▶ About this exercise
Copy the lines below exactly. Start at the first and finish with the line containing "Would you be so kind as to mark the green".
─── Given records ───
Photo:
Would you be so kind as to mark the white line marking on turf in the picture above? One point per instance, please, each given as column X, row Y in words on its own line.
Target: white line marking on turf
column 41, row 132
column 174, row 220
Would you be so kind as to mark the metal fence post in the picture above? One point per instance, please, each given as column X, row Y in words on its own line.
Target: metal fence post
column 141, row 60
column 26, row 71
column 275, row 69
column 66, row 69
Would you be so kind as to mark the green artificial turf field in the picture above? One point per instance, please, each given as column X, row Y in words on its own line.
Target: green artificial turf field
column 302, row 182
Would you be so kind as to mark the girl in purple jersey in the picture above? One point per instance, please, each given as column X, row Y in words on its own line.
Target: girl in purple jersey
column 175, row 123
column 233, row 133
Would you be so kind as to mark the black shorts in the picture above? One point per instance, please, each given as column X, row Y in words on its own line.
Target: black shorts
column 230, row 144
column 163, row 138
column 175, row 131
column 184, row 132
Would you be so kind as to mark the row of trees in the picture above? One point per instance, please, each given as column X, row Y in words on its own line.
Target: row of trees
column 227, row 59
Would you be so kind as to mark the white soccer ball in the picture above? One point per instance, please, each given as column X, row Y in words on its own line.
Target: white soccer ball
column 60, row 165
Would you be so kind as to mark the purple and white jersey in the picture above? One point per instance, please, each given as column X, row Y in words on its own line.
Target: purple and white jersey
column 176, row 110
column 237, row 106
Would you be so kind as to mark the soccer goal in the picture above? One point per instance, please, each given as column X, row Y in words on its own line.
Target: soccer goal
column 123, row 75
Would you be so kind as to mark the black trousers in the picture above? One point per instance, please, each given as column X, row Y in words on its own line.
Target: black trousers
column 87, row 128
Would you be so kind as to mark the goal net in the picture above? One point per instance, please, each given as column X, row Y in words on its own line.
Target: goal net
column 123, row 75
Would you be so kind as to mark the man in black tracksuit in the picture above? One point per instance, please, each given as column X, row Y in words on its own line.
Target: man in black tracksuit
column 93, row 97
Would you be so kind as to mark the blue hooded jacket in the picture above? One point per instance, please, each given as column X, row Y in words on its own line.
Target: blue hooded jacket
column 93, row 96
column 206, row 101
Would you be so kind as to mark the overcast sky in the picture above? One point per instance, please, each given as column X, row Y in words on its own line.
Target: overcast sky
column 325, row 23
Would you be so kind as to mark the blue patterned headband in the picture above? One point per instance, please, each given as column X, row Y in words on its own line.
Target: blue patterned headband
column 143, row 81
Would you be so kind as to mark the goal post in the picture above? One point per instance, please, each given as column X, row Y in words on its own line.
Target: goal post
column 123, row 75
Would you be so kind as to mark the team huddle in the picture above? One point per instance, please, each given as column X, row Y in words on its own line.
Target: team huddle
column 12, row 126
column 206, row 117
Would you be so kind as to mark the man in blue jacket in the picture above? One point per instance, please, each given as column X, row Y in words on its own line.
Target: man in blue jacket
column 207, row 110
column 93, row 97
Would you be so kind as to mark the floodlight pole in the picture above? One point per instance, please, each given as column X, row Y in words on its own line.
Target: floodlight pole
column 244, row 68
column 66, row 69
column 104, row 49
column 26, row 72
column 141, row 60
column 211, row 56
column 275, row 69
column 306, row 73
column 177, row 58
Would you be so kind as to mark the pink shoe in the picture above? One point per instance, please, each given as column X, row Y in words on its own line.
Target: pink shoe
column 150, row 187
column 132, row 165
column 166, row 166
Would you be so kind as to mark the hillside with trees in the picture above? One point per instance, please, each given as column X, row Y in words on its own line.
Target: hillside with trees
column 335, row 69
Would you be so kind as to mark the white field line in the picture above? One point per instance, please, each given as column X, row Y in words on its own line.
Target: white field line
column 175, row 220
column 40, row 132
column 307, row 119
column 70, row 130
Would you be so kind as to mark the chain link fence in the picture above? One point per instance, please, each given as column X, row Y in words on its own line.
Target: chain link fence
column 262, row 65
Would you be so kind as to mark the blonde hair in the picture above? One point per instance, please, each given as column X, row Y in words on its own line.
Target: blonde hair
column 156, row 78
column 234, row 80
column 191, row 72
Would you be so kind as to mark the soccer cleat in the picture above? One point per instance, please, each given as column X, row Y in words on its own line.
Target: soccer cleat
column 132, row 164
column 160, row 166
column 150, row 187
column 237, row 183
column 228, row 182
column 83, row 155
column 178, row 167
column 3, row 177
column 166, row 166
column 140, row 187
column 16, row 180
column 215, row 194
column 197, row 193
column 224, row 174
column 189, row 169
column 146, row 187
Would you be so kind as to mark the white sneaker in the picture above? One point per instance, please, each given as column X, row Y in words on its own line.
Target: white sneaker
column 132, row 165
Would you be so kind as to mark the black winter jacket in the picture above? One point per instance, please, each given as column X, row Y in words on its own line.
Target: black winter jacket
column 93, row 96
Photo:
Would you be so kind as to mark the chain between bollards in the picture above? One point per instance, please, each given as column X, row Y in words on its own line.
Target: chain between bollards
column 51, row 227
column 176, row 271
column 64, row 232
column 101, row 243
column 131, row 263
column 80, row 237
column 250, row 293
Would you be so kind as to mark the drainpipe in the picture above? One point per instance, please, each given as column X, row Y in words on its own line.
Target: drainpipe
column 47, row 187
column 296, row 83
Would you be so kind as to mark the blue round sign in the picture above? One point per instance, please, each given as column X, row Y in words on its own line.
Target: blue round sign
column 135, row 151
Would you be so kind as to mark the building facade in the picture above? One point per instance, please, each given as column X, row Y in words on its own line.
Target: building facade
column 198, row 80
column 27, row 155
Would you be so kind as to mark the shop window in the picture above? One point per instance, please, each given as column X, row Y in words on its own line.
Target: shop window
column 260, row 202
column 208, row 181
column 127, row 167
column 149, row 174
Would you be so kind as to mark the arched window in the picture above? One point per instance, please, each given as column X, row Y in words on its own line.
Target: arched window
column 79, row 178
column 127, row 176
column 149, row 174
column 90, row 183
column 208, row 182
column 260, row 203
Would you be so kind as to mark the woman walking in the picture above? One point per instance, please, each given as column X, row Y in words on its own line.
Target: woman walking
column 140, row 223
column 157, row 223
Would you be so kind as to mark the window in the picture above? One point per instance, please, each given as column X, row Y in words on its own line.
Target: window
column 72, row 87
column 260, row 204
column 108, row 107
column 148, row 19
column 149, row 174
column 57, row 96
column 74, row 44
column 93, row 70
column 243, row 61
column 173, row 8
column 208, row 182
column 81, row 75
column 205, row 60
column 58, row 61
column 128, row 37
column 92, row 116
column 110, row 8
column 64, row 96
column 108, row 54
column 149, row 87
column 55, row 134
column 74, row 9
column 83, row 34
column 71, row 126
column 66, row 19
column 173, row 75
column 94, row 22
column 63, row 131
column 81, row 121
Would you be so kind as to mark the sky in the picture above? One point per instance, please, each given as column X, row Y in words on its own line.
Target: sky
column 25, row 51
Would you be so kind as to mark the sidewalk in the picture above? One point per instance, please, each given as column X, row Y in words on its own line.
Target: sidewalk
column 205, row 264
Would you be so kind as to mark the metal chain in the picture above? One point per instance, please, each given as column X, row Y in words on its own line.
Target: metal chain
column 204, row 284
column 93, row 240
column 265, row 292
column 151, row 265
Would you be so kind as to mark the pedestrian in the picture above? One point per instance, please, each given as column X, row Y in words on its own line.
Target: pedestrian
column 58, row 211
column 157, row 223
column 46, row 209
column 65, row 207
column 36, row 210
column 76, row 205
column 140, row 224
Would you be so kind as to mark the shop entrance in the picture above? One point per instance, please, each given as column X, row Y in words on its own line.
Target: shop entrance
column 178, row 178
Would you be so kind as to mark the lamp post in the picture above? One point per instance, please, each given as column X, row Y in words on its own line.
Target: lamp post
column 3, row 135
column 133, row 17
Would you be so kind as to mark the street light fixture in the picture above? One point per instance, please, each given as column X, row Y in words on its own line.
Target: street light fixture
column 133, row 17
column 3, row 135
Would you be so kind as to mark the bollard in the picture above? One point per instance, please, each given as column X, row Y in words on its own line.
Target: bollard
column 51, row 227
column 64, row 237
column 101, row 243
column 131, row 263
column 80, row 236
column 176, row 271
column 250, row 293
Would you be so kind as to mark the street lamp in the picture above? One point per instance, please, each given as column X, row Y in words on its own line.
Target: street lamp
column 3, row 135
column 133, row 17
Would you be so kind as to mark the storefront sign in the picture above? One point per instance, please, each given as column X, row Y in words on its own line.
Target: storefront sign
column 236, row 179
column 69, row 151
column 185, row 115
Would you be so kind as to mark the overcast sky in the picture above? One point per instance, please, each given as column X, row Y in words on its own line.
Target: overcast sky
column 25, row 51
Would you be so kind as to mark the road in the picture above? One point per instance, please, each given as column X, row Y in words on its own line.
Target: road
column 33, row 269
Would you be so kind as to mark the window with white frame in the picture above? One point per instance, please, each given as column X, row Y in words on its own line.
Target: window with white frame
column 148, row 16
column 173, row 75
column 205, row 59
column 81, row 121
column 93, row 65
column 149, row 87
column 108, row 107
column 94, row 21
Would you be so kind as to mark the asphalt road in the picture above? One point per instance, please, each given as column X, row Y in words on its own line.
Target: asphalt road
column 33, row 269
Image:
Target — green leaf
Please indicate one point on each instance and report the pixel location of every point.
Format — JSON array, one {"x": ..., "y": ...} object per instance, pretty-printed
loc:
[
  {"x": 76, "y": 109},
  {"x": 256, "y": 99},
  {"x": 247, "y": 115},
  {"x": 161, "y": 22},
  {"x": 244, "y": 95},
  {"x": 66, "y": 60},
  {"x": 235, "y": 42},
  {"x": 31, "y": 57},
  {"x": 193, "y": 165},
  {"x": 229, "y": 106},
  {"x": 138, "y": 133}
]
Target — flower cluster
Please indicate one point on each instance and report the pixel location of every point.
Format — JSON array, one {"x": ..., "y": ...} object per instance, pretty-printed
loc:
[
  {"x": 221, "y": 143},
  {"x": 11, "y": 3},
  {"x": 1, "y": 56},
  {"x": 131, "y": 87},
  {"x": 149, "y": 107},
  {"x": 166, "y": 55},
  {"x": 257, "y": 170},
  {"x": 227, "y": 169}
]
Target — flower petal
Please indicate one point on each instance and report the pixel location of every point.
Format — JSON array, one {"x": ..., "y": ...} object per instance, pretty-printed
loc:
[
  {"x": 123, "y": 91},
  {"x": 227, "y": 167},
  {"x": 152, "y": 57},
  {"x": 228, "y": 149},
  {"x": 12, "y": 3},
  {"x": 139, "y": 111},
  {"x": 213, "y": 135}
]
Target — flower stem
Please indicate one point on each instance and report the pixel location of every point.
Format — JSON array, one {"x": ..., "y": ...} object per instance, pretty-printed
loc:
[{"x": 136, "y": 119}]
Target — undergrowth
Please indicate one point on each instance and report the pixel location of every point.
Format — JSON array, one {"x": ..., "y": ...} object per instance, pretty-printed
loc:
───
▶ Finished task
Photo:
Would you be so kind as to mark the white line marking on turf in the picture above? One point per instance, please, each given as column X, row Y in words on its own line.
Target: white line marking on turf
column 41, row 132
column 174, row 220
Would you be so kind as to mark the metal fence post in the picture above? One point per instance, please, each given as column X, row Y in words on its own line.
Target: metal fence post
column 141, row 60
column 26, row 71
column 275, row 69
column 66, row 69
Would you be so kind as to mark the green artificial turf field in the picture above? One point per instance, please, each given as column X, row Y in words on its own line.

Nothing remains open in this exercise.